======== Page excerpt

Drug decriminalization without mandatory treatment is a flawed fix
Oregon is embarking on a bold new direction in drug policy by decriminalizing low-level possession of illicit drugs and focusing instead on expanding drug treatment. It’s an enlightened approach, recognizing that addiction is a public health problem that won’t be solved by putting users in jail — where drug use is rampant and adequate treatment services are rare.
Yet despite its promise, this program is deeply flawed. Although individuals will no longer face criminal charges and possible imprisonment for drug possession, they will also be given a pass to avoid entering treatment if they simply don’t want to.
As a clinician with more than 50 years of experience treating substance abuse, I know that taking the first step on the long road to recovery and a life without drugs is extremely difficult. That’s why Oregon must make entering drug treatment compulsory if it wants this program to succeed.
Such a demand acknowledges that battling addiction is never easy. So strong is the pull of drugs that most users vehemently resist accepting treatment. And often, even the encouragement of family members, friends and peer-based counselors is not enough to convince a user to break with drugs.
Under the Oregon law, a person found with small amounts of hard drugs as heroin, cocaine or methamphetamines would either face a fine of no more than $100 or a comprehensive health assessment at an addiction recovery center. If the individual agrees to be evaluated, they may then be referred for services to address substance use or other “problematic behaviors.”
But the ultimate decision to enter treatment is entirely voluntary. In my experience, when given a choice between treatment and paying a small fine, most addicts will find a way to get the money and then walk away. In this life or death situation, the fine is a cruel joke, allowing the user to return to the streets to harm themselves and the community.

================
======== Information shown

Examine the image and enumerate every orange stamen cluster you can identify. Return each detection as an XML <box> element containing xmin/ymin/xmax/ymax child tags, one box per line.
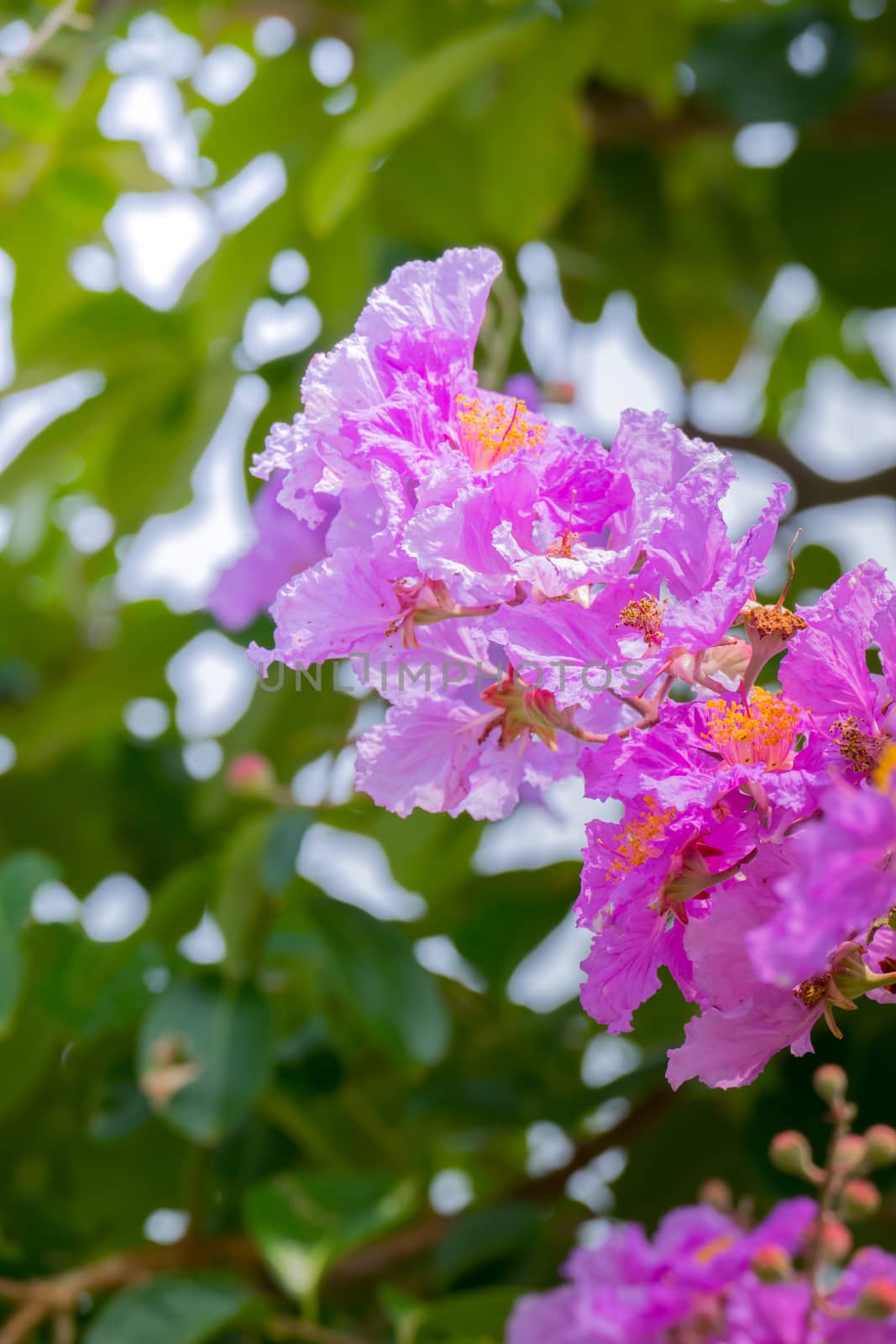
<box><xmin>703</xmin><ymin>685</ymin><xmax>799</xmax><ymax>770</ymax></box>
<box><xmin>834</xmin><ymin>714</ymin><xmax>888</xmax><ymax>775</ymax></box>
<box><xmin>457</xmin><ymin>392</ymin><xmax>547</xmax><ymax>472</ymax></box>
<box><xmin>872</xmin><ymin>742</ymin><xmax>896</xmax><ymax>801</ymax></box>
<box><xmin>619</xmin><ymin>596</ymin><xmax>663</xmax><ymax>648</ymax></box>
<box><xmin>607</xmin><ymin>795</ymin><xmax>676</xmax><ymax>882</ymax></box>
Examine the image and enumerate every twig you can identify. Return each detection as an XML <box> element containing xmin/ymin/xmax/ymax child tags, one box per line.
<box><xmin>0</xmin><ymin>0</ymin><xmax>90</xmax><ymax>92</ymax></box>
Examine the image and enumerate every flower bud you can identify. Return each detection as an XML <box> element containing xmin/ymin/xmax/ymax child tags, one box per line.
<box><xmin>227</xmin><ymin>751</ymin><xmax>277</xmax><ymax>798</ymax></box>
<box><xmin>840</xmin><ymin>1180</ymin><xmax>880</xmax><ymax>1223</ymax></box>
<box><xmin>768</xmin><ymin>1129</ymin><xmax>822</xmax><ymax>1184</ymax></box>
<box><xmin>697</xmin><ymin>1180</ymin><xmax>735</xmax><ymax>1214</ymax></box>
<box><xmin>750</xmin><ymin>1245</ymin><xmax>793</xmax><ymax>1284</ymax></box>
<box><xmin>811</xmin><ymin>1064</ymin><xmax>849</xmax><ymax>1106</ymax></box>
<box><xmin>865</xmin><ymin>1125</ymin><xmax>896</xmax><ymax>1167</ymax></box>
<box><xmin>818</xmin><ymin>1214</ymin><xmax>853</xmax><ymax>1265</ymax></box>
<box><xmin>833</xmin><ymin>1134</ymin><xmax>867</xmax><ymax>1176</ymax></box>
<box><xmin>856</xmin><ymin>1278</ymin><xmax>896</xmax><ymax>1321</ymax></box>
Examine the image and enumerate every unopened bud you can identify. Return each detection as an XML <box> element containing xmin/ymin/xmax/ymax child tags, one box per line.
<box><xmin>227</xmin><ymin>751</ymin><xmax>277</xmax><ymax>798</ymax></box>
<box><xmin>811</xmin><ymin>1064</ymin><xmax>849</xmax><ymax>1106</ymax></box>
<box><xmin>818</xmin><ymin>1214</ymin><xmax>853</xmax><ymax>1265</ymax></box>
<box><xmin>833</xmin><ymin>1134</ymin><xmax>867</xmax><ymax>1176</ymax></box>
<box><xmin>865</xmin><ymin>1125</ymin><xmax>896</xmax><ymax>1167</ymax></box>
<box><xmin>750</xmin><ymin>1245</ymin><xmax>793</xmax><ymax>1284</ymax></box>
<box><xmin>544</xmin><ymin>379</ymin><xmax>575</xmax><ymax>406</ymax></box>
<box><xmin>768</xmin><ymin>1129</ymin><xmax>822</xmax><ymax>1184</ymax></box>
<box><xmin>699</xmin><ymin>1180</ymin><xmax>735</xmax><ymax>1214</ymax></box>
<box><xmin>856</xmin><ymin>1278</ymin><xmax>896</xmax><ymax>1321</ymax></box>
<box><xmin>840</xmin><ymin>1180</ymin><xmax>880</xmax><ymax>1223</ymax></box>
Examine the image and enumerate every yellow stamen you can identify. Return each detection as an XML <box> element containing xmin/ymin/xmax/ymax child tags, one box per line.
<box><xmin>703</xmin><ymin>685</ymin><xmax>799</xmax><ymax>770</ymax></box>
<box><xmin>607</xmin><ymin>795</ymin><xmax>676</xmax><ymax>882</ymax></box>
<box><xmin>457</xmin><ymin>392</ymin><xmax>547</xmax><ymax>472</ymax></box>
<box><xmin>619</xmin><ymin>596</ymin><xmax>663</xmax><ymax>648</ymax></box>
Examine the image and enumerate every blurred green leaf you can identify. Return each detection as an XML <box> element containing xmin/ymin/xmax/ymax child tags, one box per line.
<box><xmin>85</xmin><ymin>1274</ymin><xmax>257</xmax><ymax>1344</ymax></box>
<box><xmin>246</xmin><ymin>1173</ymin><xmax>417</xmax><ymax>1301</ymax></box>
<box><xmin>309</xmin><ymin>899</ymin><xmax>451</xmax><ymax>1064</ymax></box>
<box><xmin>139</xmin><ymin>981</ymin><xmax>273</xmax><ymax>1144</ymax></box>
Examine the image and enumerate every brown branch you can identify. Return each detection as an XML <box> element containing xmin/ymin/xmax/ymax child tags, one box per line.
<box><xmin>0</xmin><ymin>1089</ymin><xmax>674</xmax><ymax>1344</ymax></box>
<box><xmin>0</xmin><ymin>0</ymin><xmax>90</xmax><ymax>91</ymax></box>
<box><xmin>583</xmin><ymin>79</ymin><xmax>896</xmax><ymax>146</ymax></box>
<box><xmin>681</xmin><ymin>422</ymin><xmax>896</xmax><ymax>508</ymax></box>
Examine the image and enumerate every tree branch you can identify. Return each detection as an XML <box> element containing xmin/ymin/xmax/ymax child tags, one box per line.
<box><xmin>0</xmin><ymin>1087</ymin><xmax>674</xmax><ymax>1344</ymax></box>
<box><xmin>681</xmin><ymin>421</ymin><xmax>896</xmax><ymax>509</ymax></box>
<box><xmin>0</xmin><ymin>0</ymin><xmax>90</xmax><ymax>92</ymax></box>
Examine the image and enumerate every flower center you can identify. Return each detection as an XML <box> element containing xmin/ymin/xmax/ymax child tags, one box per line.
<box><xmin>703</xmin><ymin>685</ymin><xmax>799</xmax><ymax>770</ymax></box>
<box><xmin>794</xmin><ymin>976</ymin><xmax>831</xmax><ymax>1008</ymax></box>
<box><xmin>607</xmin><ymin>795</ymin><xmax>676</xmax><ymax>882</ymax></box>
<box><xmin>619</xmin><ymin>596</ymin><xmax>663</xmax><ymax>648</ymax></box>
<box><xmin>457</xmin><ymin>392</ymin><xmax>547</xmax><ymax>472</ymax></box>
<box><xmin>873</xmin><ymin>742</ymin><xmax>896</xmax><ymax>801</ymax></box>
<box><xmin>744</xmin><ymin>603</ymin><xmax>806</xmax><ymax>643</ymax></box>
<box><xmin>834</xmin><ymin>714</ymin><xmax>896</xmax><ymax>777</ymax></box>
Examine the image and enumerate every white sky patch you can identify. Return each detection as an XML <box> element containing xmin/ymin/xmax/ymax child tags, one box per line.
<box><xmin>177</xmin><ymin>910</ymin><xmax>227</xmax><ymax>966</ymax></box>
<box><xmin>786</xmin><ymin>358</ymin><xmax>896</xmax><ymax>481</ymax></box>
<box><xmin>31</xmin><ymin>882</ymin><xmax>81</xmax><ymax>923</ymax></box>
<box><xmin>270</xmin><ymin>247</ymin><xmax>312</xmax><ymax>294</ymax></box>
<box><xmin>193</xmin><ymin>42</ymin><xmax>255</xmax><ymax>108</ymax></box>
<box><xmin>165</xmin><ymin>630</ymin><xmax>257</xmax><ymax>741</ymax></box>
<box><xmin>0</xmin><ymin>247</ymin><xmax>16</xmax><ymax>390</ymax></box>
<box><xmin>414</xmin><ymin>932</ymin><xmax>486</xmax><ymax>995</ymax></box>
<box><xmin>103</xmin><ymin>191</ymin><xmax>220</xmax><ymax>312</ymax></box>
<box><xmin>81</xmin><ymin>872</ymin><xmax>149</xmax><ymax>942</ymax></box>
<box><xmin>296</xmin><ymin>822</ymin><xmax>426</xmax><ymax>919</ymax></box>
<box><xmin>244</xmin><ymin>294</ymin><xmax>322</xmax><ymax>365</ymax></box>
<box><xmin>121</xmin><ymin>696</ymin><xmax>170</xmax><ymax>742</ymax></box>
<box><xmin>508</xmin><ymin>911</ymin><xmax>591</xmax><ymax>1012</ymax></box>
<box><xmin>733</xmin><ymin>121</ymin><xmax>799</xmax><ymax>168</ymax></box>
<box><xmin>183</xmin><ymin>738</ymin><xmax>224</xmax><ymax>780</ymax></box>
<box><xmin>117</xmin><ymin>374</ymin><xmax>270</xmax><ymax>612</ymax></box>
<box><xmin>69</xmin><ymin>244</ymin><xmax>118</xmax><ymax>294</ymax></box>
<box><xmin>0</xmin><ymin>734</ymin><xmax>18</xmax><ymax>774</ymax></box>
<box><xmin>208</xmin><ymin>152</ymin><xmax>287</xmax><ymax>234</ymax></box>
<box><xmin>473</xmin><ymin>778</ymin><xmax>619</xmax><ymax>874</ymax></box>
<box><xmin>309</xmin><ymin>38</ymin><xmax>354</xmax><ymax>89</ymax></box>
<box><xmin>253</xmin><ymin>13</ymin><xmax>296</xmax><ymax>56</ymax></box>
<box><xmin>106</xmin><ymin>12</ymin><xmax>203</xmax><ymax>79</ymax></box>
<box><xmin>144</xmin><ymin>1208</ymin><xmax>190</xmax><ymax>1246</ymax></box>
<box><xmin>0</xmin><ymin>370</ymin><xmax>106</xmax><ymax>472</ymax></box>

================

(Task 1):
List the hard drugs that the opinion piece on Oregon's drug law names as examples.
(Task 2):
In the opinion piece on Oregon's drug law, what is the largest fine a person found with small amounts of hard drugs could face?
(Task 3):
Carry on writing the opinion piece on Oregon's drug law from its last paragraph.
You can set the rows aside; nothing here depends on them.

(Written response 1):
Heroin, cocaine, methamphetamines

(Written response 2):
No more than $100.

(Written response 3):
Oregon is moving in the right direction in that the decriminalization initiative calls for investing upwards of $100 million to expand drug treatment and recovery services that will provide assessment and evaluation, connection to services and intensive case management based on individual needs.
The well-trained addiction professionals dealing with patients on the front lines are therefore well placed to determine the best treatment options and direct patients to get started. But without the power to mandate treatment, they are virtually powerless to effectively combat drug use.
In the past, drug courts offered individuals a choice between incarceration and treatment and this worked for many people. But if criminal penalties are removed — as they should be — we must have the ability to compel individuals to enter treatment. Once engaged with sound, evidence-based practices, they become more motivated to continue and have a better chance of completing the course of treatment.
Oregon’s landmark decision to decriminalize drugs is already inspiring other states to consider similar programs. Hopefully, this will lead to a paradigm shift away from the failed, decades-long “war on drugs” and reduce the terrible stigma of addiction at a time when overdose deaths are at a record high.
As it stands now, however, individuals in Oregon who are struggling with addiction and those that need treatment the most are not likely to receive it. We must ensure that treatment — the best hope for recovery from the disease of addiction — is not an option, but mandatory.
Mitchell S. Rosenthal is a psychiatrist who founded Phoenix House, the national substance abuse treatment organization, and is now president of The Rosenthal Center for Addiction Studies in New York City.